>>

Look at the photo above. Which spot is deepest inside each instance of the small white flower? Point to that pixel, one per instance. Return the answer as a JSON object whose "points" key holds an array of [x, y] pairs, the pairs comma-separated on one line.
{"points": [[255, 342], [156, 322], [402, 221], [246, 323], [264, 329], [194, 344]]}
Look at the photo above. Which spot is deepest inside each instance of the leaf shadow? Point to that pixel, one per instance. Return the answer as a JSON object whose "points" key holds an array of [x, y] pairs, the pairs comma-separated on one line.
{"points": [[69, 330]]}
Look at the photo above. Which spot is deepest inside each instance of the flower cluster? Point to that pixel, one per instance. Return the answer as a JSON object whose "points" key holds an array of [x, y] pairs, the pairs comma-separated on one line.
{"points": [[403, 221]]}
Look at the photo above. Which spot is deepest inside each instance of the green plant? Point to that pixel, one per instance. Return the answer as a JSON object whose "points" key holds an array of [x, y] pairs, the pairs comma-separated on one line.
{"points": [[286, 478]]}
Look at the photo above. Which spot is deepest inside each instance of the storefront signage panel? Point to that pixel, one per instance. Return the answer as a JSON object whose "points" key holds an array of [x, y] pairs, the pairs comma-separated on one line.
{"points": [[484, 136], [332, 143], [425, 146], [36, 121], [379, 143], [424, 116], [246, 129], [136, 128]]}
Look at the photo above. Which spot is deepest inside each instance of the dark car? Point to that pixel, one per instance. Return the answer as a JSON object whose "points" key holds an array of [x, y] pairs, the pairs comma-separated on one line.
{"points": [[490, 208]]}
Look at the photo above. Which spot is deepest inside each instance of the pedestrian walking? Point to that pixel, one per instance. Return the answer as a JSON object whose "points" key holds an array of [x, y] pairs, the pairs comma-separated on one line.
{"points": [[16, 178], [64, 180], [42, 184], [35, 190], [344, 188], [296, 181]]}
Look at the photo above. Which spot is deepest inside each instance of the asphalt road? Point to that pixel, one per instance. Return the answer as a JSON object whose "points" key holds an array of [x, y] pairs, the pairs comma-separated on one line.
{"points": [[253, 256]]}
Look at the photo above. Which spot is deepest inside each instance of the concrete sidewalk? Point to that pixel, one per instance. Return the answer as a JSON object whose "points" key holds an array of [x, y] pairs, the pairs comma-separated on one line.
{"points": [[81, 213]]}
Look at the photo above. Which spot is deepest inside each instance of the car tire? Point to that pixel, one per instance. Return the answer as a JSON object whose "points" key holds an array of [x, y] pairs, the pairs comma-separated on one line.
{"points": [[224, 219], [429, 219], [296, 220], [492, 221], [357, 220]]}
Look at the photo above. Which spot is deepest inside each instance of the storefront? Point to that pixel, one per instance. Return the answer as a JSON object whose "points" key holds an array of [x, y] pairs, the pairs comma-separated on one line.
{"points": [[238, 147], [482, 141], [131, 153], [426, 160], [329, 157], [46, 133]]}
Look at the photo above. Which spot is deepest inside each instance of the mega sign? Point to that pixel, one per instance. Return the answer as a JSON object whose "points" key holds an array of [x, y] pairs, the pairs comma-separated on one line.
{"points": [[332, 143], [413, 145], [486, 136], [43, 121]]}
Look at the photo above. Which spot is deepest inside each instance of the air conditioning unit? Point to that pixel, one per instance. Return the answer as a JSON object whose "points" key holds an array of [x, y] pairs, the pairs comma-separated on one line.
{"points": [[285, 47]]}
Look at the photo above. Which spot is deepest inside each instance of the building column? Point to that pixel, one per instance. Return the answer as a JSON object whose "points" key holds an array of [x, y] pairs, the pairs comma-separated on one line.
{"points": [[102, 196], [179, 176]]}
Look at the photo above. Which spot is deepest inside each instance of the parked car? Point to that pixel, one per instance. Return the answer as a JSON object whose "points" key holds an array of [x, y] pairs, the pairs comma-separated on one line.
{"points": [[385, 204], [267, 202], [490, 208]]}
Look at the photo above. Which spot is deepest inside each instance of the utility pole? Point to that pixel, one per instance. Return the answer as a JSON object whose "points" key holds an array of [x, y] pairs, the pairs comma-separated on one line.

<<

• [Goal of the exercise]:
Reproduce the material verbatim, line by line.

• [Correct result]:
Look at the photo above. Which spot is deepest inside each instance of the small white flower? Point to that pixel, one per instance. Return the answer as a JSON object whose "points" key holds an array of [x, y] pairs, the pairs comma-separated on one line.
{"points": [[255, 342], [156, 322], [402, 221], [246, 323], [264, 329], [194, 344]]}
Look at the photo above. Which spot is deepest inside each instance of the leaf shadow? Point to that pixel, one per instance. Return the answer as a JSON object whose "points" key holds an array of [x, y] pairs, the pairs comma-separated on one line.
{"points": [[69, 330]]}
Look at the photo above. Which spot is deepest inside each instance of the flower cluster? Point to that pixel, one per instance. Return the answer as a JSON object whose "points" key holds an array of [x, y] pairs, the pairs comma-separated on one line.
{"points": [[403, 221]]}
Look at the photo above. Which spot is deepest inside each instance of the green plant? Point to that pixel, one per instance. Return the answer as a JSON object whose "points" key holds an array of [x, y] pairs, the pairs comma-separated on one line.
{"points": [[286, 478]]}
Look at the photo above. Which spot is deepest inside each instance of the storefront signage panel? Point to that pixel, one per instance. Return the answer as a JSON object whose "points" key holds an array of [x, y] pairs, the pairs comma-separated on one line.
{"points": [[484, 136], [332, 143], [425, 146], [36, 121], [379, 143], [424, 116], [246, 129], [136, 128]]}
Look at the photo above. Which spot is deepest inside each instance of the dark car? Point to that pixel, one per instance. Return the answer as a JSON object whose "points" key holds an array of [x, y] pairs, the pairs comma-separated on one line.
{"points": [[490, 208]]}
Look at the photo above. Which spot is deepest inside each instance of the pedestrian walking? Point to that pixel, one per instance. Return the answer as a JSON object whose "points" key holds an array of [x, y] pairs, the pairs comma-separated on one line.
{"points": [[16, 178], [64, 180], [42, 184], [35, 190], [344, 188], [296, 181]]}
Look at the photo above. Which spot is deepest inside each instance of the asphalt road? Point to that pixel, one per instance. Return the answer as a JSON object whose "points" key holds an array of [x, y] pairs, the pairs comma-separated on one line.
{"points": [[253, 256]]}
Look at the photo above. Which spot is deepest inside each instance of the concrete sidewalk? Point to that pixel, one per instance. Return the answer as a JSON object whose "points" key holds an array of [x, y] pairs, the pairs comma-separated on one line.
{"points": [[81, 213]]}
Look at the photo above. Which spot is deepest inside each instance of the car tire? Point to that pixel, one per instance. Return the answer as a JSON object whose "points" key holds an array of [x, y] pairs, the pairs comma-separated on one line.
{"points": [[224, 219], [429, 219], [296, 220], [492, 221], [357, 220]]}
Look at the photo above. Which spot is deepest inside each instance of the storefront? Point to that pixel, one per instance. Return the answer as a JSON object whose "points" key holds an array of [x, y] pairs, the pairs comma-separated on one line.
{"points": [[238, 147], [482, 141], [131, 153], [426, 160], [329, 157], [46, 133]]}
Look at the photo above. Which spot is deepest inside each instance of the mega sign? Point to that pixel, one per instance. Return the answer as a JSON object whose "points" key holds an array of [x, y] pairs, the pairs comma-separated on one line.
{"points": [[332, 143], [413, 145], [486, 136], [43, 121]]}
Look at the photo above. Which spot is deepest inside each instance of the air conditioning unit? Point to that pixel, one per instance. Return the answer as a JSON object whose "points" key holds an array of [x, y] pairs, the pairs comma-separated on one line.
{"points": [[285, 47]]}
Look at the photo above. Which spot is deepest inside each instance of the building column? Point to that pixel, one per instance. Return the answer as a JSON object whose "points" key holds an array of [x, y] pairs, the pairs comma-separated on one line.
{"points": [[102, 196], [179, 176]]}
Look at the photo above. Which spot is deepest inside each instance of the parked car? Point to that pixel, one per instance. Return the answer as a JSON object whose "points" key holds an array of [x, y] pairs, the pairs comma-separated on one line.
{"points": [[385, 204], [267, 202], [490, 208]]}
Look at the photo above. Which spot is deepest inside each instance of the utility pole? Point to that pixel, one per instance. Return the answer as a JSON object whose "points" key holds an array of [x, y] pairs, the pairs comma-separated on one line.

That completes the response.